Task brief
Return exactly the span of lines that opens with the line containing "of the bridge" and closes with the last line of the data, inclusive.

Supplied information
+++

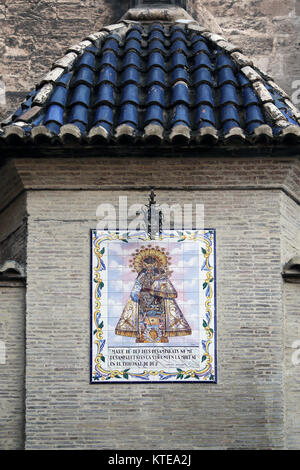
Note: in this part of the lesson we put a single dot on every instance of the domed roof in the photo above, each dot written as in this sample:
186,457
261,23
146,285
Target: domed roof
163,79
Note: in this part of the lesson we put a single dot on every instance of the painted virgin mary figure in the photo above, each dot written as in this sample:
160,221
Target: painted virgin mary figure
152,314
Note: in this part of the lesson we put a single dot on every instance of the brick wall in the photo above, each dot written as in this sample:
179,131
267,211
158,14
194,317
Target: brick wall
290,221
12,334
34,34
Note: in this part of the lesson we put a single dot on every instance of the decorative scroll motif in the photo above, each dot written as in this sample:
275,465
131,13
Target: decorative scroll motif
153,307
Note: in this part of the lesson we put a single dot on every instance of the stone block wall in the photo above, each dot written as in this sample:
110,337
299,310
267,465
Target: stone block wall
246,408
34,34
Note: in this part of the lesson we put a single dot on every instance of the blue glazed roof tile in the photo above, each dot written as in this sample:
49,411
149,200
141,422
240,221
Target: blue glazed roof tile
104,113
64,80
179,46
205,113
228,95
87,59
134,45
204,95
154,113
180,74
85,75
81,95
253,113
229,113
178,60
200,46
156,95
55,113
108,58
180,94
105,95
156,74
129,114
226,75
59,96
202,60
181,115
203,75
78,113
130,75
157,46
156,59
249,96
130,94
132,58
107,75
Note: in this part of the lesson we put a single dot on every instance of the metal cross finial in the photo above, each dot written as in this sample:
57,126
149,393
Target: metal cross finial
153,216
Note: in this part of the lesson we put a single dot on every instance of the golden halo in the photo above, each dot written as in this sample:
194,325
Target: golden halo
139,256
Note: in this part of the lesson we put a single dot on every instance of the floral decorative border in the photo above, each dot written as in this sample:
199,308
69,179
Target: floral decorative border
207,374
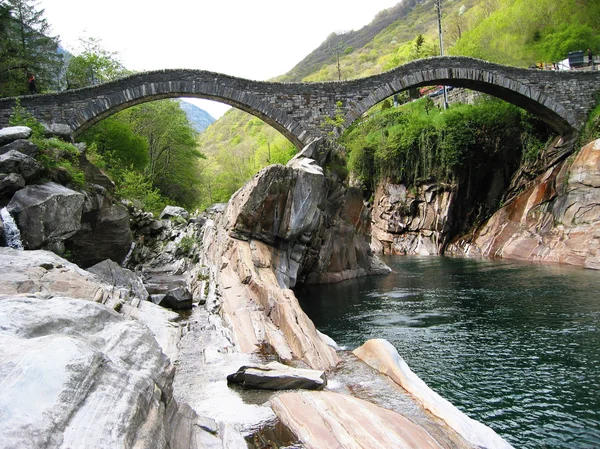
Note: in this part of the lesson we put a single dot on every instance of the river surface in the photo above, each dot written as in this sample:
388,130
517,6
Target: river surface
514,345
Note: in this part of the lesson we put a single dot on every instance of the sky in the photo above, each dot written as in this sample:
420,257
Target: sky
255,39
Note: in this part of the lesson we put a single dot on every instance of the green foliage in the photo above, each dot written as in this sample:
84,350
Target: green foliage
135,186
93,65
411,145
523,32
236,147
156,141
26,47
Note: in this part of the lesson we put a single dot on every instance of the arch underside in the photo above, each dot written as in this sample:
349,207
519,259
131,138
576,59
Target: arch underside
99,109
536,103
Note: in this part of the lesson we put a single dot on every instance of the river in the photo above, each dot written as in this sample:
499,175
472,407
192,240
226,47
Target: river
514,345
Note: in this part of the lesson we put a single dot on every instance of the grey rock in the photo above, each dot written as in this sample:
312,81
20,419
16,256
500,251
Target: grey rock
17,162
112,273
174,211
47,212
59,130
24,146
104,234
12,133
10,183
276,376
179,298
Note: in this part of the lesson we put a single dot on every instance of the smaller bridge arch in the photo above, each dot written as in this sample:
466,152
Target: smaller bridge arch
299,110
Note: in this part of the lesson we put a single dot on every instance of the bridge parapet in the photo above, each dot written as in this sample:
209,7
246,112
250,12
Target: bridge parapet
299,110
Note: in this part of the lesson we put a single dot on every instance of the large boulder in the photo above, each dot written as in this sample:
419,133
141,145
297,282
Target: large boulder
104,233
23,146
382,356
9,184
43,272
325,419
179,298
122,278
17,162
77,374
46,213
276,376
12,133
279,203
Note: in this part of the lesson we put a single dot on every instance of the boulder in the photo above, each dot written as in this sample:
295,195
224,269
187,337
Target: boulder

+++

Result of the exercise
Note: in this part of the lesson we put a single dot on every instance of the bridge parapet in the photo above, each dot written as in this sample:
209,7
246,112
250,12
Target: bridge parapet
299,110
Note: in this part of the lesson we put a single dot on every instance of the large boulder in the photo above, each dot written as in this sample:
419,133
141,145
297,282
Target: large boulder
104,233
23,146
382,356
9,184
43,272
325,419
179,298
122,278
17,162
77,374
46,213
276,376
12,133
279,203
Note: in this part of the lesson we put a single dot on every instance of the boulder in the photo above, each dot written as in this sample:
295,195
224,269
187,337
Target: boulder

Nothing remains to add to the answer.